**Dataset extract**
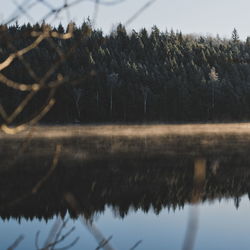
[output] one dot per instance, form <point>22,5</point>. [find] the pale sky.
<point>189,16</point>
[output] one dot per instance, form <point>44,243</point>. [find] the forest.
<point>135,76</point>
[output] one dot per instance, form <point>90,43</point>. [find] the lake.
<point>126,187</point>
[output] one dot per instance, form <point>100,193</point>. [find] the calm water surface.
<point>167,191</point>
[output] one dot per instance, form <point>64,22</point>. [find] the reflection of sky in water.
<point>221,226</point>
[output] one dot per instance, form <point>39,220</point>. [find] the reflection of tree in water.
<point>121,182</point>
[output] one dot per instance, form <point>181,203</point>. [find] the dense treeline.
<point>133,77</point>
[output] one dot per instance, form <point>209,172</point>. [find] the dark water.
<point>172,192</point>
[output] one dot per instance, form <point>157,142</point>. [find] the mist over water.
<point>162,187</point>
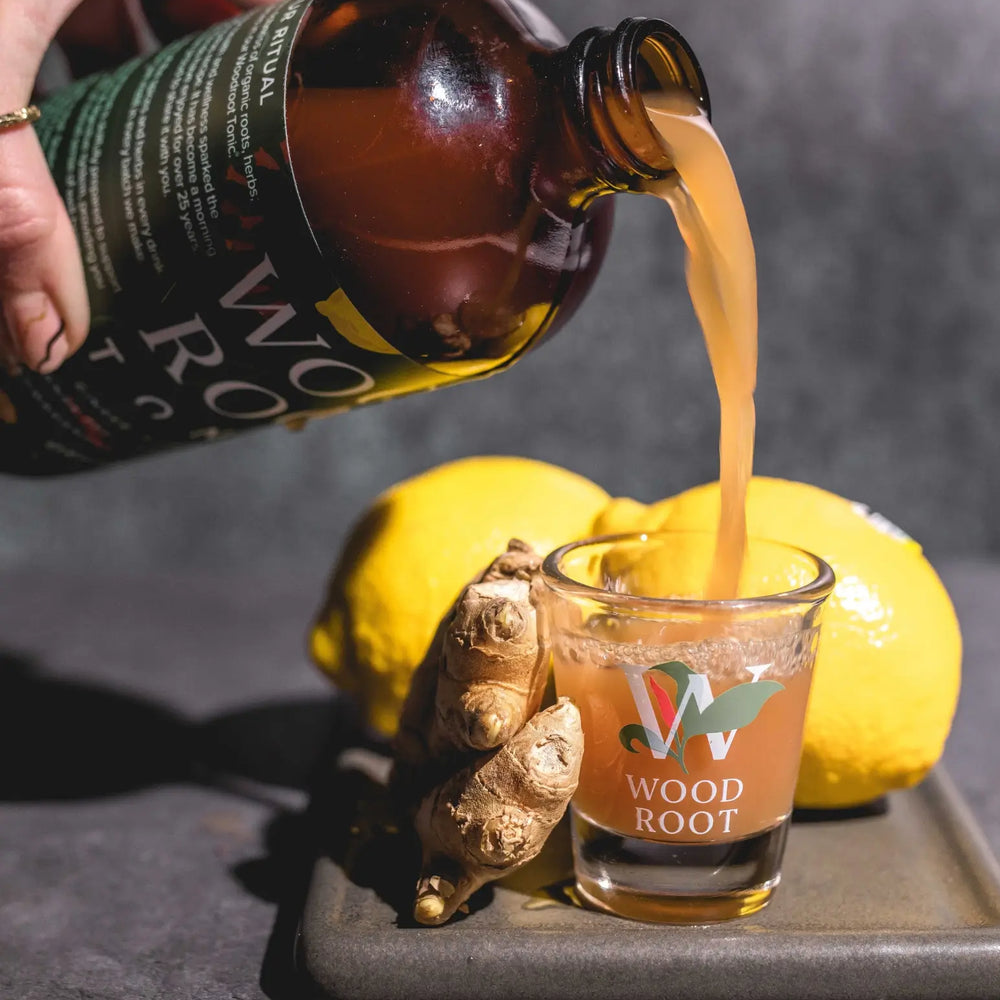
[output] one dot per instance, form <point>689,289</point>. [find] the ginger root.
<point>483,772</point>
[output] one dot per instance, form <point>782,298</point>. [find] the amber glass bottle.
<point>319,205</point>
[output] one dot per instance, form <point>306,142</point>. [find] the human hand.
<point>483,773</point>
<point>44,312</point>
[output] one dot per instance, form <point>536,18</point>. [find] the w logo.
<point>695,712</point>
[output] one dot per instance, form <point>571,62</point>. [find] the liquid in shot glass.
<point>692,713</point>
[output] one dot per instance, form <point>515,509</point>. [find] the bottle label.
<point>212,307</point>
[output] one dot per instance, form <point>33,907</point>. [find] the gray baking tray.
<point>900,901</point>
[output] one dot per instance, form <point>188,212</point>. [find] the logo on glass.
<point>695,711</point>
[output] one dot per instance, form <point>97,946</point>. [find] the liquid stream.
<point>722,281</point>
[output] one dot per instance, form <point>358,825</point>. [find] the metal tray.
<point>897,902</point>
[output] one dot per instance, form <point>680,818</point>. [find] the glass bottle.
<point>321,205</point>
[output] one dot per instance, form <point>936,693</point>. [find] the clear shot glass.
<point>692,715</point>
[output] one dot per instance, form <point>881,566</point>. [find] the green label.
<point>212,307</point>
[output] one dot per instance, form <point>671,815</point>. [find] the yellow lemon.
<point>887,676</point>
<point>416,547</point>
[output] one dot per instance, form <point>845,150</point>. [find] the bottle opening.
<point>640,58</point>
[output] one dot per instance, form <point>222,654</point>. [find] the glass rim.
<point>812,592</point>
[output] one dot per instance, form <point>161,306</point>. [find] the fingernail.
<point>55,351</point>
<point>37,330</point>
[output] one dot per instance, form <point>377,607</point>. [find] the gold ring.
<point>23,116</point>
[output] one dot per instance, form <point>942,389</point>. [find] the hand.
<point>44,312</point>
<point>483,773</point>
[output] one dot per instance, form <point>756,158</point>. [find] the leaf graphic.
<point>679,672</point>
<point>651,741</point>
<point>733,709</point>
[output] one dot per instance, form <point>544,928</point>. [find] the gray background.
<point>865,137</point>
<point>864,134</point>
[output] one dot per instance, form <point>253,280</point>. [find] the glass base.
<point>676,883</point>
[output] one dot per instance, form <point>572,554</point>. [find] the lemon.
<point>416,547</point>
<point>887,675</point>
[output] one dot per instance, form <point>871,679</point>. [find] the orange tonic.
<point>692,713</point>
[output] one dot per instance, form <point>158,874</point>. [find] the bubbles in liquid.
<point>787,650</point>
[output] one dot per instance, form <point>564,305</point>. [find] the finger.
<point>42,290</point>
<point>43,297</point>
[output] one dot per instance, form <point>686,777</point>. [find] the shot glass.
<point>692,714</point>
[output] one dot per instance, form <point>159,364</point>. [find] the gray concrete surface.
<point>864,137</point>
<point>158,738</point>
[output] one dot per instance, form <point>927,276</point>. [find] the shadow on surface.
<point>76,740</point>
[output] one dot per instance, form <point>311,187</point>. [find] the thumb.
<point>43,297</point>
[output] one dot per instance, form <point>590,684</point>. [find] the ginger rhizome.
<point>483,772</point>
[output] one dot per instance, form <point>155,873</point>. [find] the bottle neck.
<point>609,73</point>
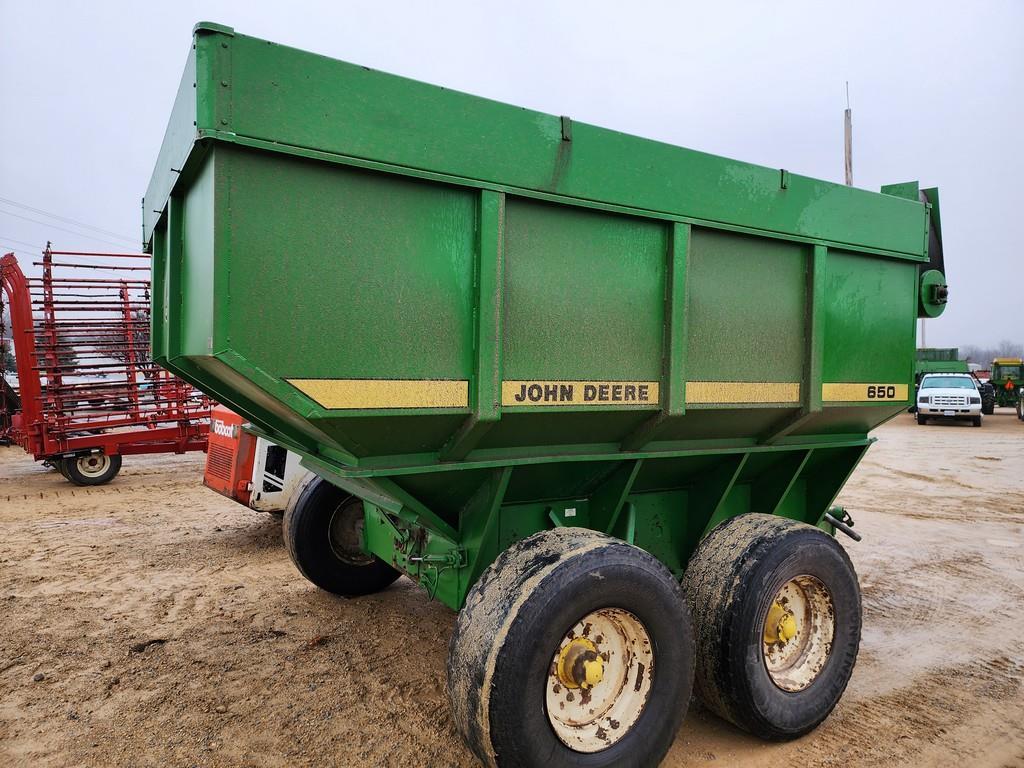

**Aim of the exercise**
Pick out every line of the material above that contains the string "shot", and copy each one.

**Completed task**
[output] one dot per instance, form <point>571,62</point>. [find] the liquid in shot glass.
[output] one dot per instance, form <point>936,693</point>. [find] the clear shot glass.
[output] one dot per instance, form <point>686,777</point>. [find] the shot glass.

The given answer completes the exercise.